## TEXT EXTRACT
*****

Not including Secret Service protection, each ex-president gets more than $500,000 per year in benefits.

So what was one of the first things Ronald Reagan did after leaving office?

He went to Japan and gave two speeches for $2 million. (He knew his popularity would not last forever, however. And now he struggles along on $60,000 per speech.)

Gerald Ford gets both a presidential and a congressional pension (as does George Bush), yet he became famous for charging for speeches after leaving office, even those he made in support of fellow Republicans. Ford also serves on corporate boards that pay him hefty fees to nod his head and pose for pictures in the annual report.

And George Bush has not been as quiet as you think since leaving office. Last September he spoke to Amway distributors in Atlanta for a cool $100,000. (I hope he told them to make the soap suds more soapy and less sudsy.)

But what has Jimmy Carter been doing since he left office? What is the public image of him?

He's the guy up on the ladder, nailing a house together for Habitat for Humanity, which provides shelter for the poor.

And, in his spare time, he negotiated an end to the North Korea nuclear crisis in June, and now he has negotiated the removal of the Haitian military regime from office.

So you can see why the Republicans are so angry. Their ex-presidents are chasing dollars while the Democrats' ex-president is pursuing peace.

And the Republican leadership does not like it one bit.

"Occupation is better than invasion, but it is still a bad policy," grumped House Minority Whip Newt Gingrich.

"If you were opposed to the invasion, I don't know how you can support the occupation," growled Senate Minority Leader Bob Dole.

And just about every critic is pointing out that this isn't much of a settlement, since Lt. Gen. Raoul Cedras, the military dictator, is still in Haiti.

But it seems to me that George Bush sent 500,000 American troops to the Persian Gulf, suffered 148 American deaths, and spent around $7 billion and Saddam Hussein is still in Iraq and in power.

*****

## MATERIAL
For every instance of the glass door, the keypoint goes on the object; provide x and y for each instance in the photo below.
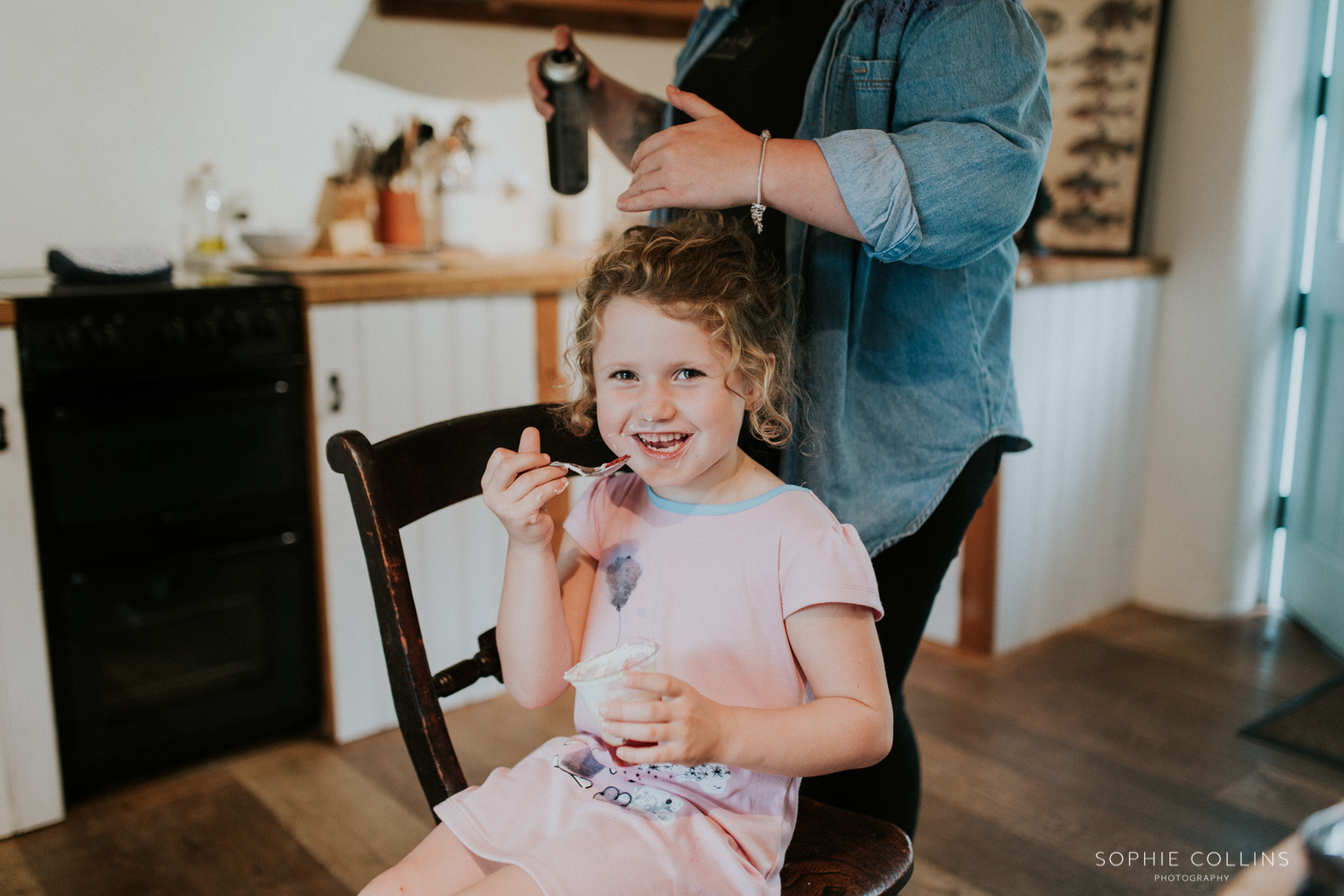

*****

## WRITTEN INSTRUCTION A
In the piece about former presidents, how much did Ronald Reagan receive for the two speeches he gave in Japan?
## WRITTEN INSTRUCTION B
Please pick up the piece about former presidents after its final sentence and carry it on.

## ANSWER A
$2 million.

## ANSWER B
At least the way President Clinton has worked it out, Cedras is no longer going to be in power even if he does hang around Haiti. Besides, with 15,000 American troops on the ground, we can probably scoop up Cedras any time we want and deposit him anywhere we want.

Others complain America will get "bogged down" in Haiti. But we didn't get bogged down in Grenada (19 American dead) or in Panama (23 American dead), invasions ordered by Republican presidents.

One oft-heard complaint, however, is the most curious of all: Going into Haiti did not have the support of the American people, and Bill Clinton did it just to boost his popularity.

But how can both be true? If the American people don't support sending troops to Haiti, how does Bill Clinton get more popular by doing so?

Besides, it must be clear to Bill Clinton that popularity based on military action does not last long.

George Bush was very popular after Operation Desert Storm. And where did that get him come election time?

No, I don't think Clinton was motivated by politics. I think he felt that trying to establish democracy in Haiti was worth the risk and that the recent agreement, as flawed as it might be, is going to lead to the loss of far fewer lives on both sides.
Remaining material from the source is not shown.